» **Task to carry out**
Without the images, repeat every line of the listing exactly.

(Beginning of Recorded data)

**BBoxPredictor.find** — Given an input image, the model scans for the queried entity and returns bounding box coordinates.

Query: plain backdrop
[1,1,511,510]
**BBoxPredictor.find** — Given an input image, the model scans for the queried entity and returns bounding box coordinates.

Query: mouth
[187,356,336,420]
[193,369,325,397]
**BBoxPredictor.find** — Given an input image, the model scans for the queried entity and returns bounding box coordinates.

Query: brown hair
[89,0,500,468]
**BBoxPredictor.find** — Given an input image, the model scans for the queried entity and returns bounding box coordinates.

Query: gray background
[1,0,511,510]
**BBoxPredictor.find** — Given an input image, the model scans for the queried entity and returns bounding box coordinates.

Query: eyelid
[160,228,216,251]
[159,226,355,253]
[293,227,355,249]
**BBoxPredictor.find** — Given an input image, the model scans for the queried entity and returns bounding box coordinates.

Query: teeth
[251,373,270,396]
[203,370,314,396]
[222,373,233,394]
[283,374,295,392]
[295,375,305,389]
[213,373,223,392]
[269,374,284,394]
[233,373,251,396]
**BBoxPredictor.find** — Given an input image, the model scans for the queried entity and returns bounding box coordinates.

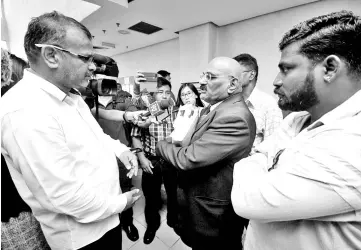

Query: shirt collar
[308,90,361,130]
[25,69,68,102]
[246,87,259,109]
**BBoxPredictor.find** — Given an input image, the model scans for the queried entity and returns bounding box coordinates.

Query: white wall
[179,23,218,83]
[112,38,181,93]
[216,0,361,96]
[109,0,361,97]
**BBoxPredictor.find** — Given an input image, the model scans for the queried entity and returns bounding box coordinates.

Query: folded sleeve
[231,129,360,223]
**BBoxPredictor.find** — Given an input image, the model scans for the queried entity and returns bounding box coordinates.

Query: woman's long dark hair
[176,83,204,107]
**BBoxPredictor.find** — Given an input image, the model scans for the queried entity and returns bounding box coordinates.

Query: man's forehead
[205,67,223,74]
[279,43,310,65]
[206,62,227,74]
[280,43,303,60]
[207,57,237,75]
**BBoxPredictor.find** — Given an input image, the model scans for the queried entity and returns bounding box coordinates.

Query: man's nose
[273,73,282,87]
[199,78,208,85]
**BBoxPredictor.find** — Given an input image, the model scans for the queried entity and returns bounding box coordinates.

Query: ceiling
[82,0,320,57]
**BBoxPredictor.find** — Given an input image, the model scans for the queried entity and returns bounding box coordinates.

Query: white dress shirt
[1,70,129,250]
[246,88,283,150]
[232,90,361,250]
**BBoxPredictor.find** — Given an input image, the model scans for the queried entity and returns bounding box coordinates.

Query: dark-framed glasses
[35,44,94,64]
[200,72,237,82]
[181,91,194,98]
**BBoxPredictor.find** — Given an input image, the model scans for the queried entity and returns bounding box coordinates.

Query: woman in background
[170,83,204,147]
[1,52,29,96]
[176,82,204,108]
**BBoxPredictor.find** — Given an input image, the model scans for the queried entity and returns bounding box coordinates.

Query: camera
[79,53,119,119]
[88,53,118,96]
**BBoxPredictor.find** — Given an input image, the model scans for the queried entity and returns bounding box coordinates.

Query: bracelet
[123,112,130,123]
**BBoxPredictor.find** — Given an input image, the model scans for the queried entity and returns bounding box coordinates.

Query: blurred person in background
[175,82,204,108]
[1,49,50,250]
[96,82,140,242]
[157,70,176,103]
[169,83,205,147]
[233,53,282,151]
[1,53,29,95]
[131,77,179,244]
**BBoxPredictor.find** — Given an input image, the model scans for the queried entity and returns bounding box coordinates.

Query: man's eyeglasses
[200,72,237,82]
[35,44,94,64]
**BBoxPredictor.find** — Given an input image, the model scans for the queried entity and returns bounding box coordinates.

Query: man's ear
[227,78,239,94]
[40,47,60,69]
[249,70,256,81]
[322,55,341,83]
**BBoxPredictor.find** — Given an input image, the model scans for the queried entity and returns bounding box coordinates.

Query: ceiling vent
[128,21,162,35]
[101,42,116,48]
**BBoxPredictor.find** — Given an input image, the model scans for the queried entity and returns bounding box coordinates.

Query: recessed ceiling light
[118,30,131,35]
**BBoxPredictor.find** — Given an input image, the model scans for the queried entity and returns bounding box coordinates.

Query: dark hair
[157,70,170,78]
[1,53,29,96]
[279,10,361,79]
[1,48,11,86]
[176,83,204,108]
[156,77,172,89]
[24,11,92,64]
[9,54,29,85]
[233,53,259,82]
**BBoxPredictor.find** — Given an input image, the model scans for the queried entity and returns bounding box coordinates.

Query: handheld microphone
[141,99,172,118]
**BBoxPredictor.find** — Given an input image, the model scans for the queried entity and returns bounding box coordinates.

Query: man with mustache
[156,57,256,250]
[231,10,361,250]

(End of Recorded data)

» **Solution for this problem**
**BBoxPredictor.find** — Given an input image, the model scans for the queried entity and returns bounding box coordinates.

Query: plain backdrop
[1,1,511,510]
**BBoxPredictor.find** — Given an input image, the model scans for the queried entity and returns bounding box coordinates.

Query: mouth
[187,356,336,420]
[193,369,325,397]
**BBoxPredictor.find** — Given an input image, the model scans for the queried entity and returns bounding box coordinates.

Query: brown hair
[89,0,500,468]
**BBoxPredictor.find** — Given an input image, the model scans for the queried entity and returns bounding box coordinates.

Query: gray background
[1,0,511,510]
**BBoxPredictor.find** — Given an input image, the model scans for the queried entity and returns bounding box coordinates.

Query: eyelid
[160,228,216,251]
[159,226,355,253]
[293,227,355,249]
**BBoxPredictor.find** — Given an input image, the model scans for the queried entity and returns bounding box coordinates.

Query: teeth
[251,373,270,396]
[203,370,314,396]
[222,373,233,394]
[283,374,295,392]
[295,375,305,389]
[213,373,223,392]
[269,374,284,394]
[233,373,251,396]
**BBoxPredictor.find** — Given an input image, the model scans for the queried entity and returns bounding box coordinates.


Query: shirt collar
[308,90,361,130]
[25,69,68,102]
[246,87,259,109]
**BBoxPredictor.find** — Given an input image, the model scans for the queried entity and returns bounding box coordinates.

Query: white wall
[179,23,218,83]
[112,38,181,93]
[216,0,361,96]
[109,0,361,97]
**BBoxPredictor.find** — Given an input image, the model scans for the queried entity and returns bounding box coordinates.

Query: folded sleeve
[231,129,360,223]
**BBoxPredictor.find** — Given an input image, the model scans for the queried entity and returns bounding box coordinates.

Query: woman's long dark hair
[176,83,204,107]
**BBoxPredictor.find** — Given an input image, the model scans for the queried entity and returns bounding box coordinates.

Query: man's forehead
[205,67,223,74]
[279,43,310,65]
[206,62,227,74]
[280,43,303,60]
[207,57,237,75]
**BBoxPredictor.find** — Given an input image, the model scans for the queried entity and returns bounding box coordinates.

Query: man's nose
[273,73,282,87]
[199,78,208,85]
**BBoxPredictor.find** — Given an input image, the model scans for the queried entity and returns bounding box coordinates.

Query: ceiling
[82,0,320,57]
**BBoxPredictor.find** — Given an input image, the model scans for the queried entity and returns bounding box coordinates.

Query: white dress shirt
[1,70,129,250]
[246,88,283,150]
[232,90,361,250]
**BBoxPredictor.find** — Given an input image, the model scans for the queried entity and returns bounding box coordinates.

Query: dark-framed glasses
[35,44,94,64]
[200,72,237,82]
[181,91,194,98]
**BBoxPredictor.find** — Given an input image, the model scans for the queried entity and returns bounding box coordinates.

Query: woman in background
[170,83,204,147]
[1,52,29,96]
[176,82,204,108]
**BBoxPredictor.find** — Given an input image, the model scans for the queried entity and returns bounding box coordinates.

Query: camera
[79,53,119,119]
[88,53,118,96]
**BBoxPredictor.find** — Given an input image, the model scans for the queried entity and returns bounding box coordinates.

Query: bracelet
[123,112,130,123]
**BBoxPredictor.find** — Given an input image, the model scans for the queried entity and returns bounding box coordinates.

Query: blurred person in background
[175,82,204,108]
[1,49,50,250]
[96,82,140,242]
[157,70,176,103]
[169,83,205,147]
[233,53,282,151]
[1,53,29,95]
[131,77,179,244]
**BBoxPredictor.find** — Given an input image, the model scans for the queried entity and returns bounding box coordinates.

Query: man's eyeglasses
[200,72,237,82]
[35,44,94,64]
**BBoxPredictor.find** — Given an input image, the model scans for the queried entity and returns bounding box coordinates.

Query: man's ear
[227,78,239,94]
[40,47,60,69]
[249,70,256,81]
[322,55,341,83]
**BBoxPredictor.find** — Given an input image, the model scans for the queried entity and returns bounding box coordinates.

Query: ceiling vent
[128,21,162,35]
[101,42,116,48]
**BBoxPredictor.find** — Given an input image, the model scans for the queried entity and returns bounding box coordinates.

Query: recessed ceiling light
[118,30,131,35]
**BBoxPredictor.find** — Given an input image, the model scans for the queried entity and returns bounding box coordinates.

Query: dark hair
[157,70,170,78]
[1,53,29,96]
[279,10,361,79]
[1,48,11,86]
[176,83,204,108]
[156,77,172,89]
[24,11,92,64]
[9,54,29,85]
[233,53,259,82]
**BBoxPredictor.find** — Given an input image, the model scans for the queried entity and returns bounding box coordinates.

Query: handheld microphone
[141,99,172,118]
**BBoxPredictor.find** — Given an input image, the model scans for the queried entity and returns bounding box coordinates.

Query: man with mustache
[156,57,256,250]
[231,10,361,250]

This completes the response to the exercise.